### What to produce
Transcribe word for word the lines below from the line with "The automated pipeline tagged black" through the line with "The automated pipeline tagged woman", ends included.

### Material supplied
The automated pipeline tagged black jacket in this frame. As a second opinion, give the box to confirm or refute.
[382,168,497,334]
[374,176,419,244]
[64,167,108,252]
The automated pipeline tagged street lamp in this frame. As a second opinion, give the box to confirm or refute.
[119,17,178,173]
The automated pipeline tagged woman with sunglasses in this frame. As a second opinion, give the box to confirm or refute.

--

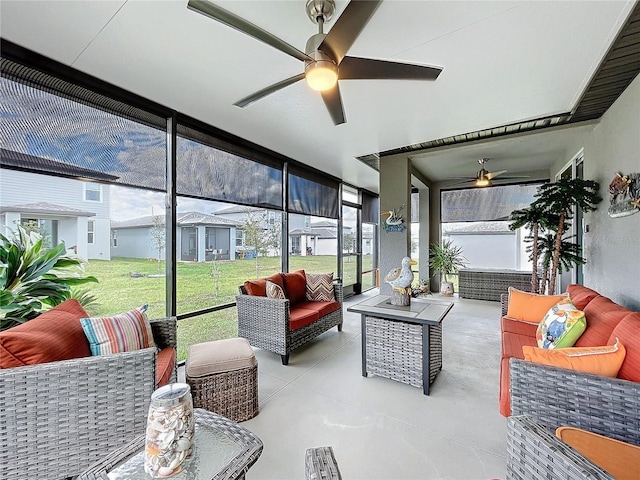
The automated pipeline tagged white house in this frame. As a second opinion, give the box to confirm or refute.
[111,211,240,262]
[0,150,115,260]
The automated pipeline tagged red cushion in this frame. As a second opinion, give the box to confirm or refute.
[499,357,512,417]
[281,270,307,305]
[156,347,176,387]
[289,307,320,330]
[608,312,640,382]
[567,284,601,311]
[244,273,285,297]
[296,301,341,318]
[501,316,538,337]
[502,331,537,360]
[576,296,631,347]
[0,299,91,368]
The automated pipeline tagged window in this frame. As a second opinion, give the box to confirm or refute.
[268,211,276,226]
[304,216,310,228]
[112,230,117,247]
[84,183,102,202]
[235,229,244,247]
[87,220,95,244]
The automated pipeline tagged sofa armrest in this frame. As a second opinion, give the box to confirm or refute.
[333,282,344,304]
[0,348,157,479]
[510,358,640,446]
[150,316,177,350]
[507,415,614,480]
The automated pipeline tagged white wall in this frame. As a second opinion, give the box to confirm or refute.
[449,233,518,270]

### Written response
The automated pipeline tagged black jacket in this frame. As a second opinion, give the box to confirm or refute.
[382,168,497,334]
[374,176,419,244]
[64,167,108,252]
The automated pipeline tagged street lamp in this frame. As a second opinion, give the box to confirm or refute.
[119,17,178,173]
The automated pipeline tagged woman with sunglasses in this frame. As a second opinion, give the box to confirm or refute.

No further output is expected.